**Текст для чтения**
-------------------------
Если жизнь обычного человека — это тюремные прогулки, то жизнь Амалии больше напоминала побег: из Турции она отправилась в Грузию, потом из-за проблем с документами выехала в Азербайджан, но там поняла, что её единственный выход — Россия.

Из Баку Амалия добралась до Москвы на «блаблакаре». И именно в столице России она осознала, в какую историю впуталась.

Основная часть денег уходила на гормоны, которые были необходимы для поддержания женского облика

Обычно в полдень на Белорусском вокзале многолюдно, и 28 мая 2016 года не было исключением. Женщина со спутанными тёмными волосами и прилипшей из-за жары к телу одеждой стояла неподалёку от главного входа. В руках она держала небольшую спортивную сумку, в которую смогла уместить всю прошлую жизнь. Женщина смотрела на проносившихся мимо прохожих: кто-то бежал с чемоданом, кто-то неспешно шёл со стаканчиком кофе в руке, некоторые и вовсе растерянно озирались по сторонам, будто забыли, где они и чем живут.

«Подумать только: вокруг столько людей, но никому из них нет до меня дела».

Мысли материализовались в виде пары армян. Их удивило, что вот уже три дня она стоит на одном месте, отходя лишь на пару минут. Узнав, что у неё нет жилья и работы, что она в Москве совсем одна, ей предложили работу на автомойке у одного азербайджанца. Амалия согласилась, сил стоять на ногах не было.

Амалия проработала на мойке четыре месяца. Заработанных денег едва хватало на то, чтобы сводить концы с концами. Основная их часть уходила на гормоны, которые были необходимы для поддержания женского облика.

Отработав на автомойке, Амалия отправилась продавать «незамерзайку» на трассе. Одна бутылка стоила сто рублей, из которых ей доставалось только десять. Владелец точки видел, что продажи были хорошие, и повысил Амалию до администратора — теперь ей не приходилось целый день дышать придорожной пылью и слушать не всегда пристойные предложения.

Через несколько месяцев работы Амалии администратором владелец точки предложил ей продавать аксессуары для сотовых на «острове» в одном из московских торговых центров. Она согласилась: такая работа была более безопасна и требовала меньших усилий. Но удержаться на должности ей не удалось: владелец нашёл её реальный профиль во «ВКонтакте». На Амалию посыпались оскорбления и угрозы убить её.
-------------------------
**Задания**
1. Объясните по тексту об Амалии, почему она согласилась продавать аксессуары для сотовых в торговом центре. Ответ — от одного до трёх предложений.
2. Сколько рублей доставалось Амалии с каждой проданной бутылки «незамерзайки», согласно тексту об Амалии?
3. Продолжите текст об Амалии после его последнего предложения.
-------------------------
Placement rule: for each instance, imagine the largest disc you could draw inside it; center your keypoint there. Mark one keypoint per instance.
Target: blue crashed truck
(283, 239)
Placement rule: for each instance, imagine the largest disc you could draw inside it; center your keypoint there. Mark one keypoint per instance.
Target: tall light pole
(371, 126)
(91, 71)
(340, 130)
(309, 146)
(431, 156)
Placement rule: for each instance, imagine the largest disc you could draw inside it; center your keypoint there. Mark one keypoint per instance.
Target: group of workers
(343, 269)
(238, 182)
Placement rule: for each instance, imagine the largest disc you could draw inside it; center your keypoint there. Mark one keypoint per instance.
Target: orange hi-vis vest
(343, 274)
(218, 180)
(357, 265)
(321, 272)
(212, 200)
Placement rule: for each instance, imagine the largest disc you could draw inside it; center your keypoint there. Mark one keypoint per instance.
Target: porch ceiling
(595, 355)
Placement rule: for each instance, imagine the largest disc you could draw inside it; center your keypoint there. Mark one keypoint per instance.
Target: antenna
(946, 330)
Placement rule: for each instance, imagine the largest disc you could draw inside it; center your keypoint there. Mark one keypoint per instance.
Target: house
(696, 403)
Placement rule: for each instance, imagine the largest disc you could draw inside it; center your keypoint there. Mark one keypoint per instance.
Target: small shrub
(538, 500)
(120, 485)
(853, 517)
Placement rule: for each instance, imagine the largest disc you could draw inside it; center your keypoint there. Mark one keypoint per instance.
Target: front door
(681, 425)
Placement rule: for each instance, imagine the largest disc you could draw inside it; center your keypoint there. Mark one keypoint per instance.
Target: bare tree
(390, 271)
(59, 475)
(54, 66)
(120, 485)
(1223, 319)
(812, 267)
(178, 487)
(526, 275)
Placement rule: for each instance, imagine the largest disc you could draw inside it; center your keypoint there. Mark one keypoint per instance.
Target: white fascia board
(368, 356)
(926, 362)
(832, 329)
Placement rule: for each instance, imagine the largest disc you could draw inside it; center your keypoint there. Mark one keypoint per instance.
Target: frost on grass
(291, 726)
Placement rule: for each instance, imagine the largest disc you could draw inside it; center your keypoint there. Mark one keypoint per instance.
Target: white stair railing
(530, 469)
-------------------------
**Ответы по порядку**
1. Амалия согласилась, потому что такая работа была безопаснее и требовала меньших усилий.

2. Десять рублей из ста.

3.
«Если умрёшь, сделай так, чтобы труп не нашли». Мысли Амалии целиком занимала идея самоубийства. Ещё со времён Турции она иногда возвращалась к тому, что теоретически возможный выход — это покончить с собой где-нибудь в сибирской глубинке, где никто не найдёт. Сейчас, когда не было ни работы, ни жилья, эти мысли становились пугающе близки к реализации. От непоправимого шага Амалию спасло сообщение от матери. «Вернись, где бы ты ни был, семья поможет», — молила она. Наивность Амалии взяла верх — и через некоторое время она вылетела домой.

«Тебя объявляли в международный розыск, слышал?» Ночь тогда была тёплая. Мать и сын сидели на кухне, где последний рассказывал о своих злоключениях. После разговора за чаем он пошёл спать в комнату, где прошло всё его детство. Когда наутро Амалия попыталась выйти, то поняла, что заперта.

Девять месяцев Амалия сидела взаперти без надежды вырваться. Гормонов не было. Тело вновь начало покрываться волосами, а грудь обвисать.  Всё чаще и чаще Амалию посещали мысли о самоубийстве.

«Я ждала, пока все уйдут из дома — и я смогу порезать вены в душевой, но одну в квартире меня не оставляли. Они думали, что я выбрала этот путь, но это не так. Я всегда себя так чувствовала».

Амалию не оставляли в одиночестве. На четвёртый месяц жизни взаперти она наткнулась на сайт помощи беженцам ООН. Это был единственный шанс.

Когда Амалия, в которой за время жизни взаперти всё больше проступали черты Азера, рассказала об ООН матери, та сказала, что готова помочь с билетом. Мать была не готова принять сына таким, какой он есть. Прямо перед вылетом в Москву мать протянула ему конверт, где было 2000 долларов. «Больше не возвращайся. Вернёшься — убьём и тебя, и себя».

Ноги опухли. Боль всё чаще давала о себе знать. В пять утра в Шереметьево было немноголюдно. Амалия взяла такси и отправилась в город.